In de openbaring in de gevangenis te Liberty beschreef de Heer de gevolgen van een hart dat op de wereld is gezet: ‘(…) zie, dan trekken de hemelen zich terug; de Geest des Heren is gegriefd; (…) Zie, eer hij het beseft, is hij aan zichzelf overgelaten (…).’20 Broeders en zusters, in deze ‘zware tijden’ kunnen we het ons niet veroorloven de Geest te grieven en aan onszelf te worden overgelaten.

Ik herhaal: de toestand van ons hart heeft rechtstreeks invloed op onze gevoeligheid voor geestelijke zaken. Laten we er elke dag naar streven om ons hart open te stellen voor de Geest. We zijn zelf de poortwachters van ons hart en kunnen daar dus voor kiezen. We kiezen wat we erin toelaten of erbuiten houden. Gelukkig wil de Heer ons graag helpen om in wijsheid te kiezen.

* * *

### Uit te voeren opdrachten
1. Beantwoord deze vragen over het fragment over het hart:
(a) Waar werd de aangehaalde openbaring volgens het fragment gegeven?
(b) Waarop heeft de toestand van ons hart rechtstreeks invloed?
(c) Wat zijn we volgens het fragment zelf voor ons hart?
2. Kopieer een stuk uit het fragment over het hart zonder iets te wijzigen: begin bij de woorden "In de openbaring" en stop na "te worden overgelaten.".

### Records uit dataset
* * *

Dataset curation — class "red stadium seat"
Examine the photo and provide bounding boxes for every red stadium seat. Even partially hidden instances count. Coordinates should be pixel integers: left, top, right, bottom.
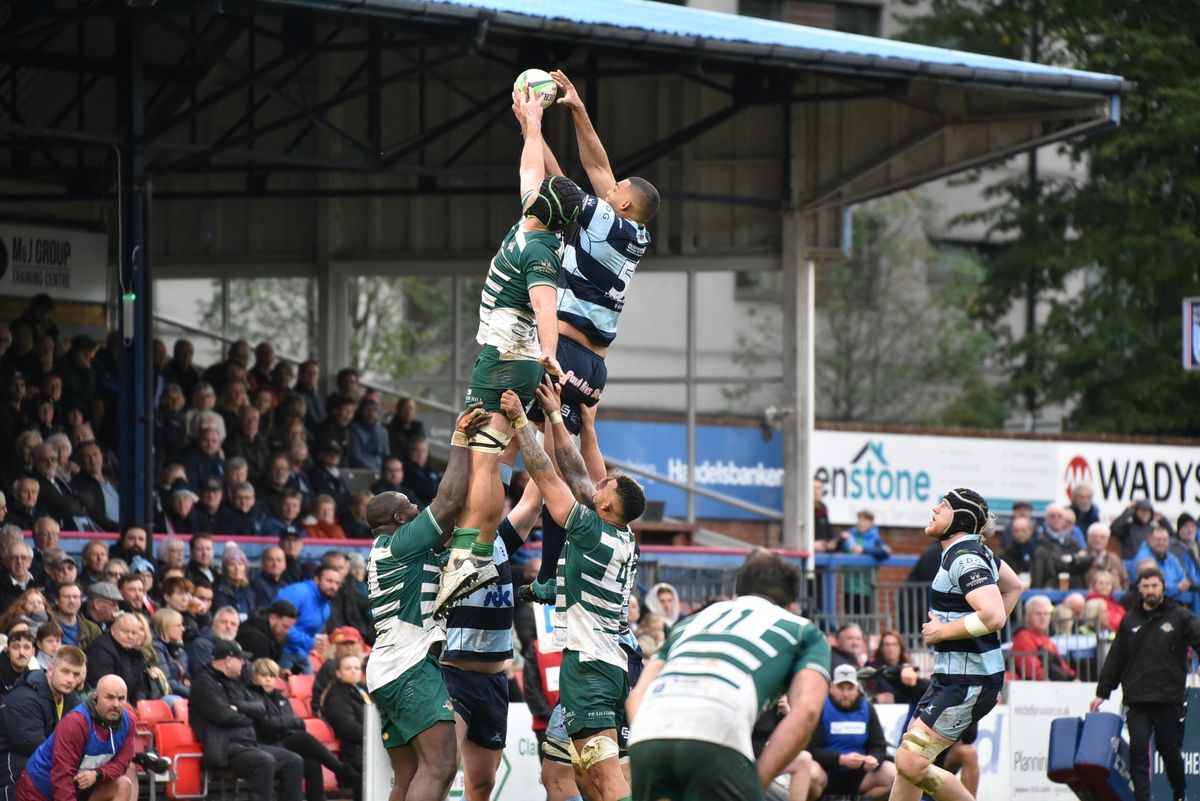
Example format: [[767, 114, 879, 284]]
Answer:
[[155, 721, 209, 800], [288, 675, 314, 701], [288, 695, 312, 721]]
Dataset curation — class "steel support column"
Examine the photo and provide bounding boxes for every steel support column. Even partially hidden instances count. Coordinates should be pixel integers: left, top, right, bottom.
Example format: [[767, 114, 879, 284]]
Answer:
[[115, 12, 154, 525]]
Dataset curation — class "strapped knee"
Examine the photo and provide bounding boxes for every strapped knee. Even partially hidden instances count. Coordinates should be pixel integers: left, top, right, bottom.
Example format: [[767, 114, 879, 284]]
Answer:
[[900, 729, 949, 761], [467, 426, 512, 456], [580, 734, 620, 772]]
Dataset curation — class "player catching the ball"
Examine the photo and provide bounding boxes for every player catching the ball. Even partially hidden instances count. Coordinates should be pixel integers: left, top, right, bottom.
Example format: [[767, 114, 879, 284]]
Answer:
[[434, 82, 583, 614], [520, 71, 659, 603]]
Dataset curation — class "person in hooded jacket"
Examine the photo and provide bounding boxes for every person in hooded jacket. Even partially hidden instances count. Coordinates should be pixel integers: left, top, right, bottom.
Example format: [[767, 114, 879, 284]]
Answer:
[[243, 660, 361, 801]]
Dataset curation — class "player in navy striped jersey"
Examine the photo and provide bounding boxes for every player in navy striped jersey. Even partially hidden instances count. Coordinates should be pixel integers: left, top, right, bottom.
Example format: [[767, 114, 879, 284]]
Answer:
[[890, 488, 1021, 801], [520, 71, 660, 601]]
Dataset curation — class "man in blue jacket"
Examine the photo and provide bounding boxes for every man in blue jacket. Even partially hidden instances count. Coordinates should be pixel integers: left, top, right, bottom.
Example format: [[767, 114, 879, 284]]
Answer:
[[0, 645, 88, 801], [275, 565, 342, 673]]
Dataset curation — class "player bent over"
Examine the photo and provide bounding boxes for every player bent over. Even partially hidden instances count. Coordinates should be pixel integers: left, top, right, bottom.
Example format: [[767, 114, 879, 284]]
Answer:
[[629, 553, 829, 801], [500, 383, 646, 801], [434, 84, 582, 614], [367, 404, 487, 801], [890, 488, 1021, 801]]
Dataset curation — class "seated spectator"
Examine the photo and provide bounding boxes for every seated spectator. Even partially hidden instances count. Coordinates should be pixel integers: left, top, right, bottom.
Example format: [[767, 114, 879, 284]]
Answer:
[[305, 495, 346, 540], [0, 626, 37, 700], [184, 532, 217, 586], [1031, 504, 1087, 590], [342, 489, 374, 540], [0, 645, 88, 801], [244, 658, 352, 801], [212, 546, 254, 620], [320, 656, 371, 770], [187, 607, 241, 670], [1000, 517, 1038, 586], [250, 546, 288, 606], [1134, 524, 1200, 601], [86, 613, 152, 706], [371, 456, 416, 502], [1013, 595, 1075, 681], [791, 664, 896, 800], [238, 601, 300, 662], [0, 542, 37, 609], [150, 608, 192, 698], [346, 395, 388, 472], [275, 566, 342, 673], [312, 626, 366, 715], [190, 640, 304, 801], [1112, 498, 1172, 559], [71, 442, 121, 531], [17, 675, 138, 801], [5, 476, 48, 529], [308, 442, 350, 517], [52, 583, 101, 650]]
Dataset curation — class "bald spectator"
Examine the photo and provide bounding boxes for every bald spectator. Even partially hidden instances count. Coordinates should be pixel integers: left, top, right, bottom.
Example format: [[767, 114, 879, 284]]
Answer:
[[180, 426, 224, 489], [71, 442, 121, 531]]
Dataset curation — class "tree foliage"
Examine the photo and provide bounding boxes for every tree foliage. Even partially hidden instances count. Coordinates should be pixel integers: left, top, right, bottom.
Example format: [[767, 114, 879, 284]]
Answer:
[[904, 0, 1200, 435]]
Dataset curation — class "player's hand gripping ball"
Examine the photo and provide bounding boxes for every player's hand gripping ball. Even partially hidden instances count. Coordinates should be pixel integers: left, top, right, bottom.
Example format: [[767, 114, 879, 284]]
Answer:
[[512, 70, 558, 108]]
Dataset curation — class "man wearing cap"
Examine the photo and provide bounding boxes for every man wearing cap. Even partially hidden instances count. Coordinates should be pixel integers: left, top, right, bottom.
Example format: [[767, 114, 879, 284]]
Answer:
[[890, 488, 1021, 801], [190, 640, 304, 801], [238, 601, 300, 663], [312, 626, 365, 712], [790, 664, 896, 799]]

* * *

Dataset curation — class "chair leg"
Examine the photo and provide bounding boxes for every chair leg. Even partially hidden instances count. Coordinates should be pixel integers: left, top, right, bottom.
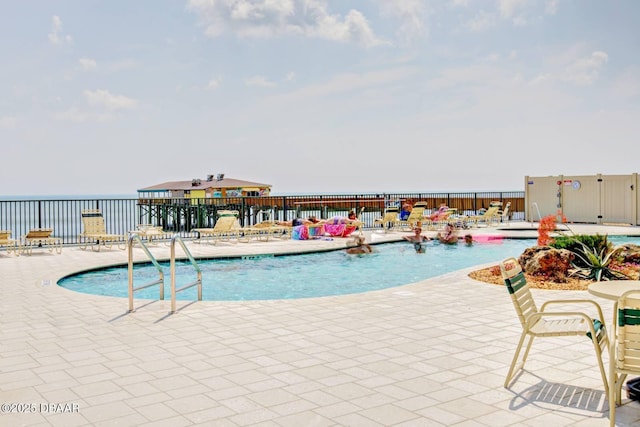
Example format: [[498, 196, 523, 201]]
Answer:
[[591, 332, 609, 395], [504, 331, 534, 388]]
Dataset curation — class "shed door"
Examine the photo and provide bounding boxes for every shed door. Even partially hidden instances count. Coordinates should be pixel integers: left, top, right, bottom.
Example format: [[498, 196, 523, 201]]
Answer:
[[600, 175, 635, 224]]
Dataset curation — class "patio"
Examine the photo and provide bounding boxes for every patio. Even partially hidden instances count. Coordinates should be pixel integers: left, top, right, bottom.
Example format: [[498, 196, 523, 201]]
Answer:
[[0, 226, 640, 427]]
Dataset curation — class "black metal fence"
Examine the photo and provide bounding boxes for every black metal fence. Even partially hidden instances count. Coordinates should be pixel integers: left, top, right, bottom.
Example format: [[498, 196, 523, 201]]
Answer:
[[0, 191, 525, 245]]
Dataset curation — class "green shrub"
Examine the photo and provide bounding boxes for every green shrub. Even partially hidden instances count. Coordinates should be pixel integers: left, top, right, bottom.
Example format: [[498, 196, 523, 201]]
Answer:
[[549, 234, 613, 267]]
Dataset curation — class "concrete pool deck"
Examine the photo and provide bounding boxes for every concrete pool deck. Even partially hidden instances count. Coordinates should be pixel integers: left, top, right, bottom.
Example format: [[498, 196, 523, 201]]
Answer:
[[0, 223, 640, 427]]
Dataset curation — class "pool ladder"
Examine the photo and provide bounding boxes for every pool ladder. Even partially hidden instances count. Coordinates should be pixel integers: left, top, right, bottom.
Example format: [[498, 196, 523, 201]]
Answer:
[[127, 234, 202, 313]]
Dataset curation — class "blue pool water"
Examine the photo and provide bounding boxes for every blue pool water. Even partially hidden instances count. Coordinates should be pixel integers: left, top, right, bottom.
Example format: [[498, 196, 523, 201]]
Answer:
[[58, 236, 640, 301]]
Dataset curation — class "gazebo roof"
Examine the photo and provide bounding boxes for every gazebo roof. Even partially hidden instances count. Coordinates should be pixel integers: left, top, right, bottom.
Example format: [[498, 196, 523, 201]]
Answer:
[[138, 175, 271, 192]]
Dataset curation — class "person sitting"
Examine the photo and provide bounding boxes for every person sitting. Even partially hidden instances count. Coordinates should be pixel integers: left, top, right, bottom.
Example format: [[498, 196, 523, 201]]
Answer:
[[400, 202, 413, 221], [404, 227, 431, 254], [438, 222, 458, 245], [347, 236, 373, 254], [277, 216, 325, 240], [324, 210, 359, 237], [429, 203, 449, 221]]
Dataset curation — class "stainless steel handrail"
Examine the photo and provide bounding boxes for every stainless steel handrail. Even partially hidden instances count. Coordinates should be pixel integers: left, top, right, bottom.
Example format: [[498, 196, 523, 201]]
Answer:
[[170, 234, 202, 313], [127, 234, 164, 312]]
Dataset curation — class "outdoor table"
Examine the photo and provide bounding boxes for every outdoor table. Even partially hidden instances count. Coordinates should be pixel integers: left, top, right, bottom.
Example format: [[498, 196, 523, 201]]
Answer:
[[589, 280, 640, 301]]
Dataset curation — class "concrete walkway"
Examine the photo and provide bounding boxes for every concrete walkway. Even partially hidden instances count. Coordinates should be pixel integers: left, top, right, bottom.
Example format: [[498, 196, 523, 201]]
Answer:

* * *

### Antwoorden per opdracht
1.
(a) In de gevangenis te Liberty.
(b) Op onze gevoeligheid voor geestelijke zaken.
(c) De poortwachters van ons hart.

2.
In de openbaring in de gevangenis te Liberty beschreef de Heer de gevolgen van een hart dat op de wereld is gezet: ‘(…) zie, dan trekken de hemelen zich terug; de Geest des Heren is gegriefd; (…) Zie, eer hij het beseft, is hij aan zichzelf overgelaten (…).’20 Broeders en zusters, in deze ‘zware tijden’ kunnen we het ons niet veroorloven de Geest te grieven en aan onszelf te worden overgelaten.